Source text
_ _ _

A. COVID-19 Forced-Cough Discrimination Accuracy

Our model achieves a 97.1% discrimination accuracy on subjects diagnosed with an official test. The fact that our model discriminates officially tested subjects 18% better than self-diagnosed, as shown in Table I, is consistent with this discrepancy being caused by self-diagnostic errors. These errors can contribute to the expansion of the virus even if subjects are well intentioned, and our tool could help diminish this impact. To that end, it is remarkable that our tool discriminates 100% of asymptomatics at the expense of a false positive rate of 16.8%. Note the tool sensitivity/specificity can be tailored depending on the use case, such as improving specificity at the cost of sensitivity, as shown in Fig. 2.

Fig. 2.

Fig. 2.

The top orange line with a square shows the ROC curve for the set of subjects diagnosed with an official test with AUC (0.97), while the bottom blue curve with a circle shows the ROC curve for all subjects in the validation set. The square shows the chosen threshold with 98.5% sensitivity and 94.2% specificity on officially tested subjects, and the black circle shows the chosen threshold for high sensitivity (94.0%) on the whole validation set, although any point on the curve could be chosen depending on the use case.

_ _ _

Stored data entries
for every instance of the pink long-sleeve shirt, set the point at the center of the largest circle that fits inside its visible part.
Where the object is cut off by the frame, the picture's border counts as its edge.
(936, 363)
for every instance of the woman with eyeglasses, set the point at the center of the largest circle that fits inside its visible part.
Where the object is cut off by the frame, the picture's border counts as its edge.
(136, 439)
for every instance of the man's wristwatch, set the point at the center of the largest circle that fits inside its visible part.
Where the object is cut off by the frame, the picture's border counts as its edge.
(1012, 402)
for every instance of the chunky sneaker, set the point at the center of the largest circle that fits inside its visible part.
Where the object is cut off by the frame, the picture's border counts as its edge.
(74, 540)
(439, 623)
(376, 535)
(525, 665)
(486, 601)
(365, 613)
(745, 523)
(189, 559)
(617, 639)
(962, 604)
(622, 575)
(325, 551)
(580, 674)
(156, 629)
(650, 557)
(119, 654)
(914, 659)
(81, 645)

_ _ _

Directions
- A) From the text on COVID-19 forced-cough discrimination, extract the part that opens with the words containing "Our model achieves" and closes with "shown in Fig. 2.".
- B) According to the text on COVID-19 forced-cough discrimination, what false positive rate comes with the tool discriminating 100% of asymptomatic subjects?
- C) Continue the text on COVID-19 forced-cough discrimination from where it stops.
These data come from a different source than the text.

Responses by task
- A)
Our model achieves a 97.1% discrimination accuracy on subjects diagnosed with an official test. The fact that our model discriminates officially tested subjects 18% better than self-diagnosed, as shown in Table I, is consistent with this discrepancy being caused by self-diagnostic errors. These errors can contribute to the expansion of the virus even if subjects are well intentioned, and our tool could help diminish this impact. To that end, it is remarkable that our tool discriminates 100% of asymptomatics at the expense of a false positive rate of 16.8%. Note the tool sensitivity/specificity can be tailored depending on the use case, such as improving specificity at the cost of sensitivity, as shown in Fig. 2.

- B) 16.8%

- C)
B. Biomarker Saliency Evaluation

To measure the role of each biomarker in the discrimination task, we compared the results between a baseline model and the complete model with and without each biomarker. The baseline model is defined as the same architecture shown in Fig. 1 trained on COVID-19 discrimination as in our model but without the pre-trained biomarker model features. Therefore, the baseline model has the exact same number of neurons and weights but is initialized randomly instead of with pre-trained models. From Fig. 3(a), the lungs and respiratory track biomarker model requires very few layers to be fine-tuned to COVID-19 discrimination to beat the baseline which emphasizes the relevance of its pre-learned features. Meanwhile, sentiment requires retraining many more features in order to surpass the baseline showing that although the pre-learned features bring value, they may be less closely related. Fig. 3(b) shows leave-one-out significance by measuring the performance loss when a chosen biomarker model is removed. Compared to the sentiment biomarker, the vocal cord biomarker contributes twice the significance in terms of detection accuracy.

We illustrate similar metrics in Table II by showing the percentage of unique patients captured by each biomarker. This is consistent with each biomarker model bringing complementary sets of features, and suggests incorporating additional biomarker models may increase the diagnostic accuracy and explainability of the MIT OVBM AI architecture for COVID-19. Note that the three biomarkers are quite distinct because in pairs they find no unique subjects.

As shown in Fig. 3(c), on top of the diagnostic accuracy for COVID-19, our AI biomarker architecture outputs a set of explainable insights for doctors to analyse the make-up of each individual diagnostics as follows: the Sensory Stream indicates the expression of the chosen biomarkers; the BrainOS shows the model confidence improvement as more coughs from one subject are fed into it, signalling the strength of the diagnosis and in turn potentially of the disease severity; the Symbolic Compositional Models provides a set of composite metrics based on the Sensory Stream and BrainOS. Together, these modular metrics could enable patients to be longitudinally monitored using the saliency map of Fig. 3(c), as well as for the research community to hypothesize new biomarkers and relevant metrics. Future research may demonstrate to what extent our model can promptly detect when a COVID-19 positive subject no longer has the disease and/or is not contagious.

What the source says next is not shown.